Goal of the exercise: What you return must match the entries exactly, except that the pictures are gone.

Top of Data excerpts

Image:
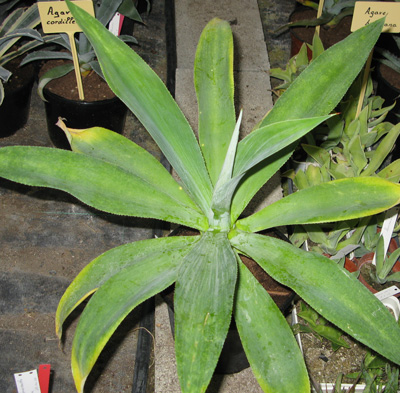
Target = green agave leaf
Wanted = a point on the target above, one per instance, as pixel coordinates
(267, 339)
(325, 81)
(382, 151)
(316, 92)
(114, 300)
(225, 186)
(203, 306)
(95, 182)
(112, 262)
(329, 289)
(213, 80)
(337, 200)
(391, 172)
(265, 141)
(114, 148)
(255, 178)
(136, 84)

Bottom of Data excerpts

Exercise solution:
Image:
Target = green agave leaf
Wanted = a point on the target above, one per instance, as pixel coordinates
(267, 339)
(325, 81)
(382, 151)
(316, 92)
(114, 300)
(225, 186)
(203, 306)
(95, 182)
(112, 262)
(329, 289)
(213, 80)
(337, 200)
(391, 172)
(265, 141)
(114, 148)
(255, 178)
(136, 84)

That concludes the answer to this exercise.